■ **Document**
Since none of the moves listed as eliminated by the solver appears in the grid written out by Glenn, it's almost certain he made the same deductions himself.

Glenn,

The software is written in Java. Source is available at

http://sf.net/projects/sudoku (GPL) and an applet is hosted at

http://act365.com/sudoku. I took the log from a beta version of the next release - the current release won't do such a good job. Solve time is about 0.5s.

The Daily Telegraph used the term 'Diabolical' to describe puzzles that (in the opinion of the author) could only be solved through trial-and-error. With this in mind, I reran my solver with the chain-searching routines disabled. After 0.03s (i.e. much faster than before - chain-analysis is very slow), it came back with:

The value 3 in Box [3,1] must lie in Column 3.

- The moves (7,1):=3 and (8,1):=3 have been eliminated.

The value 8 in Box [2,3] must lie in Column 7.

- The moves (4,8):=8 and (5,8):=8 have been eliminated.

The cell (5,5) is one of 2 candidates for the value 2 in Column 5.

The move (5,5):=2 would lead to a contradiction.

The value 3 is the only candidate for the cell (5,5).

The rest of the puzzle follows easily from here. The question is - how long would it have taken you to discover that the move (5,5):=2 leads to contradiction? The answer is 9 moves - quite a few if you only have the newspaper, a pencil and an eraser.

1. The value 3 is the only candidate for the cell (1,5).

2. The value 2 is the only candidate for the cell (3,6).

3. The cell (4,1) is the only candidate for the value 2 in Row 4.

4. The cell (1,2) is the only candidate for the value 2 in Row 1.

5. The value 9 is the only candidate for the cell (2,3).

6. The value 4 is the only candidate for the cell (2,2).

7. The value 5 is the only candidate for the cell (1,1).

8. The value 8 is the only candidate for the cell (3,2).

9. The value 6 is the only candidate for the cell (7,2).

It's hard to escape the conclusion that this puzzle is too difficult for a newspaper.

■ **Set task**
In the sudoku solver post, how long did the solver take to return its result once the chain-searching routines were disabled? The entries have no connection to the sudoku solver post.

■ **Raw records**
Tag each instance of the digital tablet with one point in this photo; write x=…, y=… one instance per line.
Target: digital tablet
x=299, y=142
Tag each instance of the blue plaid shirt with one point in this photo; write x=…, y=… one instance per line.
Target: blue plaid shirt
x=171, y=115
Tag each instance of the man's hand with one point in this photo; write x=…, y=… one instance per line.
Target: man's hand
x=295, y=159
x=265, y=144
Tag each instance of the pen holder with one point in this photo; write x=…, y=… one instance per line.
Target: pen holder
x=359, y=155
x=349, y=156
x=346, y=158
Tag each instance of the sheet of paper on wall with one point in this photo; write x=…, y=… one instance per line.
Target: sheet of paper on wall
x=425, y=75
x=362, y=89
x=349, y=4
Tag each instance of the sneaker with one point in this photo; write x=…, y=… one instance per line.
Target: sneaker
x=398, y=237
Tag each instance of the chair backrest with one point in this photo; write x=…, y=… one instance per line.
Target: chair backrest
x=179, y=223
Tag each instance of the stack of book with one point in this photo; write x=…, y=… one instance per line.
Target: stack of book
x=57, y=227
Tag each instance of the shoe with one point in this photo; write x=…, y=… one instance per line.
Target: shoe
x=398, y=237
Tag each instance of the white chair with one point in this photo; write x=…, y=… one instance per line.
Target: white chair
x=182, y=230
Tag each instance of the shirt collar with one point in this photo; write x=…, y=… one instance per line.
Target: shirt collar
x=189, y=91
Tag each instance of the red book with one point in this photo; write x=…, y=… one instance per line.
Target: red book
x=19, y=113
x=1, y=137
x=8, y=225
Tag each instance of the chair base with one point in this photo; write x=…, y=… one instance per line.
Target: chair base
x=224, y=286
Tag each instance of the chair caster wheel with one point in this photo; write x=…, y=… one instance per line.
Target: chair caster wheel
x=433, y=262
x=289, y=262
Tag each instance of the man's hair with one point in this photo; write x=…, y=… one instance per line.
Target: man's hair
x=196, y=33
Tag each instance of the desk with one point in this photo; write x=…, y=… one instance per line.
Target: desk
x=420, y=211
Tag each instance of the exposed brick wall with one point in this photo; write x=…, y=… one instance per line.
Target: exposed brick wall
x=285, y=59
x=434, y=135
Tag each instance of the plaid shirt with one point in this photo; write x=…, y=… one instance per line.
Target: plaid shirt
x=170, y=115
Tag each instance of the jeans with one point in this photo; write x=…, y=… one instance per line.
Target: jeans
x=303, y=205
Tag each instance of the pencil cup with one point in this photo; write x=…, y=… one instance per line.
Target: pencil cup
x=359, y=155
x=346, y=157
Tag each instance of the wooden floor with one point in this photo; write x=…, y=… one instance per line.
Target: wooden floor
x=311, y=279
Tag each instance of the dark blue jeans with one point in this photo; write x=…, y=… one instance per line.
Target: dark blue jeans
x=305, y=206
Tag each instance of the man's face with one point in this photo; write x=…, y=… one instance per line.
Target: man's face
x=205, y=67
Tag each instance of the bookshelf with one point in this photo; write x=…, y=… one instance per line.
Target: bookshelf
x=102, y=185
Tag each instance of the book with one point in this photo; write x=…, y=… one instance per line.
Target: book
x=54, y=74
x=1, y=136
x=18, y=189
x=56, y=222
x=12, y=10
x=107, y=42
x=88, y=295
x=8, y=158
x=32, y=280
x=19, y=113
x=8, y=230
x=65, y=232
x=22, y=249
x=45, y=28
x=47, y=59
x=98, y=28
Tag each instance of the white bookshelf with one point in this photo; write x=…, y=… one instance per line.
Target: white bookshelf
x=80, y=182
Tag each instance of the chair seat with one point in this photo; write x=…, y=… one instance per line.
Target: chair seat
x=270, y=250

■ **Answer below**
It took 0.03 seconds.